┌─ Source text
FOUNTAIN – The Kansas City Chiefs have spent the better part of a decade breaking the hearts of football fans in Colorado. But for a morning, a former Chief helped lift the spirit of a deserving Colorado football player.

Myles McClarity has been through more adversity than any teenage kid should ever have to deal with. He loves football and he loves battling on the gridiron for 48 minutes of regulation.

But a leukemia diagnosis in Dec. 2021 put him into a battle that was going to matter for the rest of his life. He has since done what he has needed to do and is on track to suit up with the Trojans for Week 1 of the 2023 season. His senior season of high school football.

“It’s always special strapping it up in Week 1,” McClarity said. “But this season, even stepping on the season for summer workouts is different. Nothing can prepare me for Week 1.”

How about a chat with former Chief Alex Okafor?

Okafor has spent nine seasons on NFL rosters, spanning those years with the Arizona Cardinals, New Orleans Saints and Kansas City Chiefs.

He claimed a Super Bowl championship with the Chiefs when they beat the San Francisco 49ers in Super Bowl LIV. But leukemia is something that Okafor understands. The disease has touched his life in a way that it has affected so many others.
└─
┌─ Dataset extract
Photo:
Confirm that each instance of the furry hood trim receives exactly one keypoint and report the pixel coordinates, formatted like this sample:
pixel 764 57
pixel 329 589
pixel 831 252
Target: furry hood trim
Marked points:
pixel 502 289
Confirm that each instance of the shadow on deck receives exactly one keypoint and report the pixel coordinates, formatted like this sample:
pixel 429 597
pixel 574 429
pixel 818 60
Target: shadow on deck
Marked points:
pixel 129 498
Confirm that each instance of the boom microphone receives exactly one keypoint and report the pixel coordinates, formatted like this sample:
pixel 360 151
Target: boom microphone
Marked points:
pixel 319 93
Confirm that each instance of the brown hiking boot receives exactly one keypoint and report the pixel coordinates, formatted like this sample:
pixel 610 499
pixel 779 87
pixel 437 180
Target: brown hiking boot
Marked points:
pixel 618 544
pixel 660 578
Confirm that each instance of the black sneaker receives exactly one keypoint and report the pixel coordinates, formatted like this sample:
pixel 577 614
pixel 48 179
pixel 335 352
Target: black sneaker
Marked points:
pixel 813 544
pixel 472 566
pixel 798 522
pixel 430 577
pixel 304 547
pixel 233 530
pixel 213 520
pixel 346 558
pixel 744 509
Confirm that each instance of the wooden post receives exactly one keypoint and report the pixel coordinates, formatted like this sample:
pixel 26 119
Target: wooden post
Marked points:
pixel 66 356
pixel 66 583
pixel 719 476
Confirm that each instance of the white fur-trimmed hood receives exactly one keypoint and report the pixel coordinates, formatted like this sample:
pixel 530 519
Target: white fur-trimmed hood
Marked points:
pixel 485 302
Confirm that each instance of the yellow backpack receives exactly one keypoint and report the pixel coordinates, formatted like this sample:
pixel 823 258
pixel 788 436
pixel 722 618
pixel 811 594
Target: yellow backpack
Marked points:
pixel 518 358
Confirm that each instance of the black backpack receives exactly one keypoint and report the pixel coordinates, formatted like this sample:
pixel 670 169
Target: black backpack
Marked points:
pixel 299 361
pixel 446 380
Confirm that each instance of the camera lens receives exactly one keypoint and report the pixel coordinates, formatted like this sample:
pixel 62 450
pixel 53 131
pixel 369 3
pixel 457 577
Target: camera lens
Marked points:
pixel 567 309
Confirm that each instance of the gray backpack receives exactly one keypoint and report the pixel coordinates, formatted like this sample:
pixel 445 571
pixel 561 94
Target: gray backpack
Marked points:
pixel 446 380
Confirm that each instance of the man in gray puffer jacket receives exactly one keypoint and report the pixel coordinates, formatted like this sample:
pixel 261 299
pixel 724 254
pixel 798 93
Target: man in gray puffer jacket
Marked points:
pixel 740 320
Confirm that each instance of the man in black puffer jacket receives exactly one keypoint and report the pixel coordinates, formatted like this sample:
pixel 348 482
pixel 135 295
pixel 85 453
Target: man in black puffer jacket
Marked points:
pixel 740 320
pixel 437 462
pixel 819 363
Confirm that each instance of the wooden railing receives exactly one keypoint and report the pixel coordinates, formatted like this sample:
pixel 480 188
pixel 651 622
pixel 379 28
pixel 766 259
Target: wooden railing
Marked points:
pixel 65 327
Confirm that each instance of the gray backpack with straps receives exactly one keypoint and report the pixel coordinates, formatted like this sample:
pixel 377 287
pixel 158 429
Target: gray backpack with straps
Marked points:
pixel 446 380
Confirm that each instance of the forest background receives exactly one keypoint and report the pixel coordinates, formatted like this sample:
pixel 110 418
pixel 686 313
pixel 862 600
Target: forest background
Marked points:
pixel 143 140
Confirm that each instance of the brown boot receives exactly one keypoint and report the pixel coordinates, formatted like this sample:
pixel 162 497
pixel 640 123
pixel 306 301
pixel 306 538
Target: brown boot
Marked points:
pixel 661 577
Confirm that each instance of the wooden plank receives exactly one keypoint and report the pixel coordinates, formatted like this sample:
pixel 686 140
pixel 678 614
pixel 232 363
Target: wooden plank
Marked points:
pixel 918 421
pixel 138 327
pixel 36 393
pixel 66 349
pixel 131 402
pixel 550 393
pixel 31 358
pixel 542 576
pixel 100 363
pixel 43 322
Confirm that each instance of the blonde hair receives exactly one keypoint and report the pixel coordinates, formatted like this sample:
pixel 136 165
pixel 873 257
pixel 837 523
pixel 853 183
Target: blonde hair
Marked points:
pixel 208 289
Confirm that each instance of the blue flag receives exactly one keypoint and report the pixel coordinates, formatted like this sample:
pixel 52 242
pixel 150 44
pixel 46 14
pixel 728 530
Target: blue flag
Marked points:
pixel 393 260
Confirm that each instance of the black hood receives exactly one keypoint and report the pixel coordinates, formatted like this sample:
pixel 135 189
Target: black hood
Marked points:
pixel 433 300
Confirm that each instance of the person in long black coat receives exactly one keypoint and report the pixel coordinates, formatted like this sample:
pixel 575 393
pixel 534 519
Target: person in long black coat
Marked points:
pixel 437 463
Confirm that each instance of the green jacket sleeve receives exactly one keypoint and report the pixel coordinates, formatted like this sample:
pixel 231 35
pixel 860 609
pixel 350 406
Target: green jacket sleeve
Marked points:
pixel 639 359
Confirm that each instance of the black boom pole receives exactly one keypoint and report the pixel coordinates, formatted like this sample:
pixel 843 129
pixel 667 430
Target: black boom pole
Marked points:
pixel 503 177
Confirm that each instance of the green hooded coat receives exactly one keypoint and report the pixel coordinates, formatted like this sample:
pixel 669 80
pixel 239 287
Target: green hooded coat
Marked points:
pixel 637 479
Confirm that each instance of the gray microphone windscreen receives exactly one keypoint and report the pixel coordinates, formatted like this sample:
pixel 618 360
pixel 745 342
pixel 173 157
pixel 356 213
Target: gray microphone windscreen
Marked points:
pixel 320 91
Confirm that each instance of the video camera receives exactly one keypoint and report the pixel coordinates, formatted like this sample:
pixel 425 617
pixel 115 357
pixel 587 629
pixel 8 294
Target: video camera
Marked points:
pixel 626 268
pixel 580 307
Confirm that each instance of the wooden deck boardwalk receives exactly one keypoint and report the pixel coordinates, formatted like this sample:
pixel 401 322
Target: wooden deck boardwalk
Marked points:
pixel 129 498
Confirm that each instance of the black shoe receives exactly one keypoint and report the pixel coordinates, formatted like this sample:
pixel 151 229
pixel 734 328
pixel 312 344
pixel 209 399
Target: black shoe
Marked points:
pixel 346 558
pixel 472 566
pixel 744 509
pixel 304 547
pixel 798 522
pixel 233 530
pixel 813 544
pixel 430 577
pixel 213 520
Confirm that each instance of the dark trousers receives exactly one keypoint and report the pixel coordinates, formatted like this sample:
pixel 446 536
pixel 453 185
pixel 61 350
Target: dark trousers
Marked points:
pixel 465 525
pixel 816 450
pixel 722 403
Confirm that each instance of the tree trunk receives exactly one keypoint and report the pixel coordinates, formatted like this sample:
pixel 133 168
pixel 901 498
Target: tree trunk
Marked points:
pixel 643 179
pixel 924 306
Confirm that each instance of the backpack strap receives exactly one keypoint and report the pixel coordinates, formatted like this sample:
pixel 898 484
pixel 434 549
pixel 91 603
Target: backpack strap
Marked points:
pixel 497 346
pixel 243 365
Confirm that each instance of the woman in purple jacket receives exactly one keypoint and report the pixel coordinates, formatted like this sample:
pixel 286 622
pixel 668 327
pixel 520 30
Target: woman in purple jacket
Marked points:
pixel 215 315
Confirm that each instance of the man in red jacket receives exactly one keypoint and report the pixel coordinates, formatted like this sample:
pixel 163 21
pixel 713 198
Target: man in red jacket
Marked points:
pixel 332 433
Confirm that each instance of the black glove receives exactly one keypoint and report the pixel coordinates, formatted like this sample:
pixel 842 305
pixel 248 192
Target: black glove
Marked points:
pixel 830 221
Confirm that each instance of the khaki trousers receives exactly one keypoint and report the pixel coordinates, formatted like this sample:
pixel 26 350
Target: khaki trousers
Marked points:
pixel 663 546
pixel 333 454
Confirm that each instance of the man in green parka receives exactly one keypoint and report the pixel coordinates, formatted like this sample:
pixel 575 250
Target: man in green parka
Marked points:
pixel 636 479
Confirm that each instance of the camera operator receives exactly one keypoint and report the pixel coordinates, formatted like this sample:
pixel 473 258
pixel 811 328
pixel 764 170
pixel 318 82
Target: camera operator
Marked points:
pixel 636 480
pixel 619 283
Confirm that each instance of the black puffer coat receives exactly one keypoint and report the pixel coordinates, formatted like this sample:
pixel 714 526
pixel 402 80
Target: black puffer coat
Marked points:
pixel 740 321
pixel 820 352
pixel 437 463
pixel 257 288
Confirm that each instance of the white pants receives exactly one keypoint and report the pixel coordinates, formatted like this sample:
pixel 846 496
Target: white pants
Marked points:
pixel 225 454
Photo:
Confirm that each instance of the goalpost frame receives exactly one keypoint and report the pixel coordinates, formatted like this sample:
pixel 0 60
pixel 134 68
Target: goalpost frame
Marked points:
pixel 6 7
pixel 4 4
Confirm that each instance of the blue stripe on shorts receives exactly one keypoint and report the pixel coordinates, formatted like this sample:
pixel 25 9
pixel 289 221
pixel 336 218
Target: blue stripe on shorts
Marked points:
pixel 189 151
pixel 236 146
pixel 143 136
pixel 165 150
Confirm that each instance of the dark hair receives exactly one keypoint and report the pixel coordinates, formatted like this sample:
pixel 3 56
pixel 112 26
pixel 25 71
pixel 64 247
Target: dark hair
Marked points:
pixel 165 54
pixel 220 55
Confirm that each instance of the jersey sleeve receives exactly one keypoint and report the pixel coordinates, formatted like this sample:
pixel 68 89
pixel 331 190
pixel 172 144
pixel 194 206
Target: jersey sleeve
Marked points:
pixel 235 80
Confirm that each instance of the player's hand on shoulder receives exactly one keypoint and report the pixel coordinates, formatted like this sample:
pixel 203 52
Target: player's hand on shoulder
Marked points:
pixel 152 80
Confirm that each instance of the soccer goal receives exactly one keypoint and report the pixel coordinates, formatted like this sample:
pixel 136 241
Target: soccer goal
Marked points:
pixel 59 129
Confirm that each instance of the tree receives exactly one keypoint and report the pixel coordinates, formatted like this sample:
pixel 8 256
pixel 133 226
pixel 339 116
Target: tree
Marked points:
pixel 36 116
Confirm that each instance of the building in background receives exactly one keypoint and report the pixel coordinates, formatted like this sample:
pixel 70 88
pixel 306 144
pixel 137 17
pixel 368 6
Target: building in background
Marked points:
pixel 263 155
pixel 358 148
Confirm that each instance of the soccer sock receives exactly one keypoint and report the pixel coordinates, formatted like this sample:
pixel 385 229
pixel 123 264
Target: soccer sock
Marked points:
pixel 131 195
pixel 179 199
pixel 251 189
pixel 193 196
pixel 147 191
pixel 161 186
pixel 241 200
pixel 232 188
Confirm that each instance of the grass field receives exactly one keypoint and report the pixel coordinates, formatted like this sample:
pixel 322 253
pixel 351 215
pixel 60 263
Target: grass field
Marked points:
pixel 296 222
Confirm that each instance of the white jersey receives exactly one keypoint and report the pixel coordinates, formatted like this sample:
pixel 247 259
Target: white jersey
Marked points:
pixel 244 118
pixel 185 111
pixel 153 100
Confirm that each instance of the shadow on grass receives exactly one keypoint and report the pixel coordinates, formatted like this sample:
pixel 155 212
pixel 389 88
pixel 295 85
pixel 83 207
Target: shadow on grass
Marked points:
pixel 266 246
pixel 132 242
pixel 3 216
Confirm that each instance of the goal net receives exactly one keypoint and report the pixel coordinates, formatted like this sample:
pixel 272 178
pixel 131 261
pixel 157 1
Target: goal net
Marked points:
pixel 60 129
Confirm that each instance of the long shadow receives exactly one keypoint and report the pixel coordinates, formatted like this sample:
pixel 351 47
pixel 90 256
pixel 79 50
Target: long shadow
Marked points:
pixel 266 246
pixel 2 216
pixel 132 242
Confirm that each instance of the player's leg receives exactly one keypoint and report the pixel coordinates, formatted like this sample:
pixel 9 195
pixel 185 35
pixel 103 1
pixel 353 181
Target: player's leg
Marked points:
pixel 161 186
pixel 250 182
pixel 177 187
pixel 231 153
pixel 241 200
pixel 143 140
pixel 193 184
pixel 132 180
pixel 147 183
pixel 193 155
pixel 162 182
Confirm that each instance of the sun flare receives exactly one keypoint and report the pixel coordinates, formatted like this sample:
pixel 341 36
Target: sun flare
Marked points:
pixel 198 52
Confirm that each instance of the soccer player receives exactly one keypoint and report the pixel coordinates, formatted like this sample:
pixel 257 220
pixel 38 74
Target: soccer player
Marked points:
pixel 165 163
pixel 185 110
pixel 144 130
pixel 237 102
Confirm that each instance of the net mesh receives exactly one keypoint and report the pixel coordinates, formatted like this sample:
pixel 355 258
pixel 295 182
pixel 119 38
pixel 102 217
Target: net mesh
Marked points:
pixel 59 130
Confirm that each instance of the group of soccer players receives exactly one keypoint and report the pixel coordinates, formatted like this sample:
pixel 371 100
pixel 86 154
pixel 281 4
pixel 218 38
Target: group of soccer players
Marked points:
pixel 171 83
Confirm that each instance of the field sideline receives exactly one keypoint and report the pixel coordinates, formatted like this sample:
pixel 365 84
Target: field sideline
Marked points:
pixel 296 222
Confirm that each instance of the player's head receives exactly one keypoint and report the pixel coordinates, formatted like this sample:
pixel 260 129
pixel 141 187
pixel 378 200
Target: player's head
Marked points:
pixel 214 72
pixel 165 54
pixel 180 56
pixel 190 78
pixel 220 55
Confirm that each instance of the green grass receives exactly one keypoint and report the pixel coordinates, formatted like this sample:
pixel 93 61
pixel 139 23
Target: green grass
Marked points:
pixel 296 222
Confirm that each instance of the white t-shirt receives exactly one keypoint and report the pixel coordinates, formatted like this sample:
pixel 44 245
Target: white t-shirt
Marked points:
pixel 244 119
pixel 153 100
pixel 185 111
└─
Questions to answer
A) According to the article on Myles McClarity, in what month and year was he diagnosed with leukemia?
B) Resume the article about Myles McClarity and Alex Okafor, starting right after its final sentence.

Answers
A) December 2021.

B)
“I was with the Kansas City Chiefs in 2019 when we won that first Super Bowl and right after that Super Bowl win, my mom got diagnosed with AML, acute myeloid leukemia,” Okafor said. “She ended up passing away from that. And ever since that happened, I just wanted to use my resources and get involved and positively affect peoples’ lives and leave a legacy for my mom the way she left a legacy for me.”

Working the Leukemia & Lymphoma Society, Okafor is part of the Survivor Scholarship Program which grants awards to cancer survivors. When going through essays for this year’s honors, he couldn’t help but notice the selflessness of a defensive back at Fountain-Fort Carson High School.

“Myles’ story touched me so much that of the 105 kids that received a scholarship, I wanted to come down here and personally present it to him,” Okafor said. “[I wanted to] converse with him, get a feel for him and get to meet. I’m blessed to be in this position and I’ve had a great time already.”

After McClarity’s diagnosis, he started a foundation called Mission6Strong to help others facing the same kind of fight. It was an act born from a team mentality that he has adopted from football.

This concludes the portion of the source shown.